>> begin DOCUMENT EXTRACT

Companies need to plan monthly, for a primary and a secondary internet connection, from a different carrier. Even if the secondary is of lesser speed. By having two options, if something happens to the primary, although the speed may be slower, users can still access the hosted environment and work. If businesses have no internet, in most cases, production has ceased.

Companies need to plan their internet around their growth plans. It’s crippling to try and do too much on too little bandwidth. Many businesses are migrating to internet (VOIP) phone systems, but don’t have enough bandwidth to handle their data consumption along with phones. This gets back to the initial question of including the IT department/provider as early as possible in your business planning to ensure adequate Internet service is in place BEFORE deploying a new solution.

Mereyde: What are the contract terms? Can I easily upgrade or downgrade my plan? What is the cost of renting versus buying equipment? What are download and upload speeds? How reliable is the connection?

How does the subscription model for software like Office 365 change the way companies buy and use software?

Mereyde: The subscription model for software like Office 365 is cash flow friendly. In addition, companies do not have to worry about investing a lot in software that may quickly become obsolete.

>> end DOCUMENT EXTRACT
>> begin LISTED ENTRIES

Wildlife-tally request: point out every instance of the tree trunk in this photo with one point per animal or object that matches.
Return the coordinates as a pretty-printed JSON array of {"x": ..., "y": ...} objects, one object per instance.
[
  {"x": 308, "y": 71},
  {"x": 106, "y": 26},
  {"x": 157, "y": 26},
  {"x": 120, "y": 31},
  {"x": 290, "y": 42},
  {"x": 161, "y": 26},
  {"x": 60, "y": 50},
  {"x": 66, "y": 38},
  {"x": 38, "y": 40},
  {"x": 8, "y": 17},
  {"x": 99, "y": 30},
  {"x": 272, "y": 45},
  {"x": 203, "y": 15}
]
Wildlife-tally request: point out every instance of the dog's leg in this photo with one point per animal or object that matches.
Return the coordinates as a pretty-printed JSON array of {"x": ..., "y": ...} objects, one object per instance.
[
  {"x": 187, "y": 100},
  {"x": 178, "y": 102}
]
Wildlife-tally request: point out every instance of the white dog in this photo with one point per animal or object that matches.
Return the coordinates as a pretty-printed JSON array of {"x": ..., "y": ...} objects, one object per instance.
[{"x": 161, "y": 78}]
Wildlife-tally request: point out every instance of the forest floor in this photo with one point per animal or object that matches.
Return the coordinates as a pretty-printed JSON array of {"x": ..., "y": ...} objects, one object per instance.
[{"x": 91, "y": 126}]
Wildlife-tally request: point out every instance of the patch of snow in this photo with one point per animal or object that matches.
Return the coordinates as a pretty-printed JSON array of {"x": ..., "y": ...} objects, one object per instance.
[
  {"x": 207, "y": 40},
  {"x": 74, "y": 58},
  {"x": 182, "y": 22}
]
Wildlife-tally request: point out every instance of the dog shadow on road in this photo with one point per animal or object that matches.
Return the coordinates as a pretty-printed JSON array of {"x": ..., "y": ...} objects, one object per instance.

>> end LISTED ENTRIES

SET TASK 1 =
Translate this sentence from the internet planning excerpt into Spanish: "It's crippling to try and do too much on too little bandwidth."
SET TASK 2 =
According to the internet planning excerpt, are these statements correct? Answer yes or no for each and quote the words that decide it. (a) The secondary internet connection should come from the same carrier as the primary. (b) The subscription model for software like Office 365 is described as cash flow friendly. (c) The secondary connection must match the speed of the primary.
SET TASK 3 =
Reproduce the part of the internet planning excerpt that begins at the words "Companies need to plan their" and stops after "is the connection?".
This material isn't required for any of the work here.

RESULT 1 =
Es paralizante intentar hacer demasiado con muy poco ancho de banda.

RESULT 2 =
(a) No: "from a different carrier."
(b) Yes: "is cash flow friendly."
(c) No: "Even if the secondary is of lesser speed."

RESULT 3 =
Companies need to plan their internet around their growth plans. It’s crippling to try and do too much on too little bandwidth. Many businesses are migrating to internet (VOIP) phone systems, but don’t have enough bandwidth to handle their data consumption along with phones. This gets back to the initial question of including the IT department/provider as early as possible in your business planning to ensure adequate Internet service is in place BEFORE deploying a new solution.

Mereyde: What are the contract terms? Can I easily upgrade or downgrade my plan? What is the cost of renting versus buying equipment? What are download and upload speeds? How reliable is the connection?